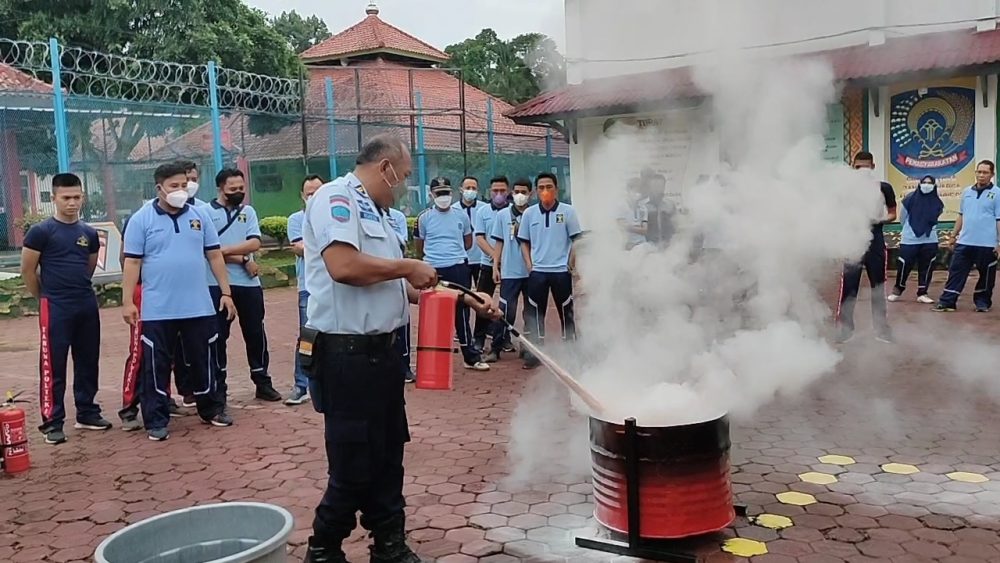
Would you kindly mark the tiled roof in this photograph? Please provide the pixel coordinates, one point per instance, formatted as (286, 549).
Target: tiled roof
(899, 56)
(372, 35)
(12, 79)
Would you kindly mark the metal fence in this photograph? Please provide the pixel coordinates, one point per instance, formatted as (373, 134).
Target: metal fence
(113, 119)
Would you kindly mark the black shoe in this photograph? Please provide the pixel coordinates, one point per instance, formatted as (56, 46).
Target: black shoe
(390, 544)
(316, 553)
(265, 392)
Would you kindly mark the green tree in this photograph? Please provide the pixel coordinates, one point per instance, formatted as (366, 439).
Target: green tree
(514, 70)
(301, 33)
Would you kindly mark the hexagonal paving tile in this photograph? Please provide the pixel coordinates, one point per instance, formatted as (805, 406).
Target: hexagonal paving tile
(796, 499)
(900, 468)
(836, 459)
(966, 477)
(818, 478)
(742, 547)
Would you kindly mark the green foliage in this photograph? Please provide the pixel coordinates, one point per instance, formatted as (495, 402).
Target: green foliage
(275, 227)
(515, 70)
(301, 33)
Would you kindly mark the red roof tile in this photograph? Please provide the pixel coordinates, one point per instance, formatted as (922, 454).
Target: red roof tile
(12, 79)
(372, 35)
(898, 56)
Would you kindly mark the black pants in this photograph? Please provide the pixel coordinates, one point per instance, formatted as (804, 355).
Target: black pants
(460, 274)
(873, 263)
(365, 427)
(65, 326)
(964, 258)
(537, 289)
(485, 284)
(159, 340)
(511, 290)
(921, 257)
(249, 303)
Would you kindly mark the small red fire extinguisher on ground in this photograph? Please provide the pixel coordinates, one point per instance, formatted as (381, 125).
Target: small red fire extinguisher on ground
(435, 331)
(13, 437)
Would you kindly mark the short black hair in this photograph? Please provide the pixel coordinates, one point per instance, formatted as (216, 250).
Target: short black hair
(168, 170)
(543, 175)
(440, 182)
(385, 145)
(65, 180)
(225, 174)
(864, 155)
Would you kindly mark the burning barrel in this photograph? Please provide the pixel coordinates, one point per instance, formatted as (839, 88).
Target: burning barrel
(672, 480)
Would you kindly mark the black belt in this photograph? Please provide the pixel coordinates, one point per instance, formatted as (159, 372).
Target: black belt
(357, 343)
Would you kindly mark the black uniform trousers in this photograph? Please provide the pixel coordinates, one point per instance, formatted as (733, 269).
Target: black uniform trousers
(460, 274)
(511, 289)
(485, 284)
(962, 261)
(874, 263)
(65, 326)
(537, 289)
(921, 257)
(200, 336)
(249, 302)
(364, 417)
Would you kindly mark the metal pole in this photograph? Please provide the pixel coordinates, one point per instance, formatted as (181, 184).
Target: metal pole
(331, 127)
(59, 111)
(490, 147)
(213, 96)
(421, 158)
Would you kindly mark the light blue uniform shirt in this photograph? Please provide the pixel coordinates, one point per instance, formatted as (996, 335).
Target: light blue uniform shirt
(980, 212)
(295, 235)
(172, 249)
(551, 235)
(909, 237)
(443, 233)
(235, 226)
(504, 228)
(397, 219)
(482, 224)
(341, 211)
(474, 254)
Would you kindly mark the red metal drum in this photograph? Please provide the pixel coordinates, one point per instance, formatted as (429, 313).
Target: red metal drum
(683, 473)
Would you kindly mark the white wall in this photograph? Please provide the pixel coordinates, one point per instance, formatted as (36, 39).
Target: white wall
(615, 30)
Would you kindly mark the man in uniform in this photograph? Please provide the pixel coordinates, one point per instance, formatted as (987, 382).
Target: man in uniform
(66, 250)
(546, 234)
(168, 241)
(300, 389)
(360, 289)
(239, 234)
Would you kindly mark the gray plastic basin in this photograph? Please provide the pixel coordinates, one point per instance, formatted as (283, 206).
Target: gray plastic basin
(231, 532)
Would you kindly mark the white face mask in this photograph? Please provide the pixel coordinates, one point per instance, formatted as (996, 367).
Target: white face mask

....................

> [REQUIRED WORK] Pictures in the records above are not copied; print everything else exactly.

> [COMPLETED TASK]
Would you kindly mark the tiled roof in this photograph? Please provide the pixel coordinates, one point per instance, formatted as (286, 549).
Target: tiled roof
(899, 56)
(372, 35)
(12, 79)
Would you kindly mark the metal fence in this photograph? Please provide the pixel coordinates, one point per instance, formatted as (373, 134).
Target: metal fence
(113, 119)
Would you kindly mark the black shoe in this photograph? Please provide the pixel coordinates, one point per instance, formatted as (56, 46).
Target: black shoe
(390, 544)
(316, 553)
(265, 392)
Would you kindly mark the green tree in this photograph? Please provide the pixel coordinates, one point per instance, formatted as (366, 439).
Target: green tree
(514, 70)
(301, 33)
Would you kindly mark the hexagonal paving tile in this photograph? Please provide the pixel coordinates, one point per instance, formatted as (805, 406).
Target: hexagonal paving tile
(796, 499)
(900, 468)
(836, 459)
(966, 477)
(818, 478)
(742, 547)
Would you kindly mark the green foliage in this photograph? Please provide the pixel coordinates, one point per instance, formatted as (495, 402).
Target: green foliage
(275, 227)
(515, 70)
(301, 33)
Would you kindly mark the red roof tile in this photograph? Please provide the pixel coordinates, one point per instance, formatted as (922, 454).
Target: red roof tile
(12, 79)
(372, 35)
(898, 56)
Would you kindly mark the black pants in this photograph? Please provide the pixel coordinates, one point per instance, formatted as (804, 355).
Target: black pants
(460, 274)
(873, 263)
(365, 427)
(65, 326)
(964, 258)
(537, 289)
(485, 284)
(159, 340)
(511, 290)
(921, 257)
(249, 303)
Would you kindly mark the small red fire extinguisher on ground in this photograph? Please provide the pixel coordinates, one point per instance, formatted as (381, 125).
Target: small red fire extinguisher on ground
(435, 331)
(13, 437)
Would you kindly mark the short black hair in this photograph? Please provide the pixel coordinates, one point per instance, formatted as (216, 250).
Target: short black hair
(168, 170)
(543, 175)
(440, 182)
(385, 145)
(65, 180)
(225, 174)
(864, 155)
Would you kindly mark the burning barrel in this photograph? Please provide the pixel coordinates, one point per instance, formatted as (839, 88).
Target: burning barrel
(672, 480)
Would you kindly mark the black belt in this photograph? Please provide the pixel coordinates, one point per instance, formatted as (159, 372).
Target: black belt
(357, 343)
Would you kindly mark the black uniform trousers in this photograph? Please provide the pixel coordinates, one point per instance, formatted as (733, 269).
Target: black uniform trousers
(460, 274)
(511, 289)
(485, 284)
(962, 261)
(874, 263)
(65, 326)
(537, 289)
(921, 257)
(200, 336)
(249, 302)
(364, 417)
Would you kindly mark the metal pole in this photograph? Please provide the pixel coordinates, one point per instance, formatted as (181, 184).
Target: metal pole
(331, 127)
(59, 111)
(490, 147)
(213, 96)
(421, 158)
Would you kindly mark the light blue uniform shirt in this photograph? Please provide the pixel coordinates, one point per instance, formatted as (996, 335).
Target: light blue uniform shirt
(980, 212)
(295, 235)
(172, 249)
(551, 235)
(909, 237)
(443, 233)
(235, 226)
(504, 228)
(397, 219)
(482, 224)
(341, 211)
(474, 254)
Would you kindly mark the red metal drum in this photograph? Please provide the pixel coordinates, one point per instance, formatted as (429, 313).
Target: red metal drum
(683, 473)
Would you kindly mark the white wall in this photograph? Please provide the pixel coordinates, one point per instance, formatted as (36, 39).
Target: white wall
(615, 30)
Would you kindly mark the man in uniform in this photograph? Please provide the pixel coordinates, one point per instance, formatted as (987, 382).
Target: man in uniform
(66, 250)
(546, 234)
(168, 241)
(300, 389)
(360, 289)
(239, 234)
Would you kindly mark the gray plastic basin in this photograph? Please provide the pixel coordinates, one point per instance, formatted as (283, 206).
Target: gray plastic basin
(231, 532)
Would you kindly mark the white face mask in this photograph? Please provide the pixel coordinates, one point per instance, formatted as (996, 367).
Target: white face mask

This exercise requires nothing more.